■ Exercise details
State the number of lines in these records that include the string "loader", and say nothing more.

Segment Start: Exercise inputs

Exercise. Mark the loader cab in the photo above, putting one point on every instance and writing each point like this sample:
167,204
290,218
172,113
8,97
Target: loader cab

Segment End: Exercise inputs

■ Response box
2